»»
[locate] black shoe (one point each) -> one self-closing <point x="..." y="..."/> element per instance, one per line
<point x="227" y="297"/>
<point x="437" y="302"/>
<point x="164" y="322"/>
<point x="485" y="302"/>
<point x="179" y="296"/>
««
• _TASK INSTRUCTIONS_
All the lines of the material above must be given again exactly.

• _SOLVED EXERCISE_
[locate] black shoe (one point each) -> one self-closing <point x="..." y="..."/> element per instance, one per line
<point x="227" y="297"/>
<point x="437" y="302"/>
<point x="164" y="322"/>
<point x="485" y="302"/>
<point x="179" y="296"/>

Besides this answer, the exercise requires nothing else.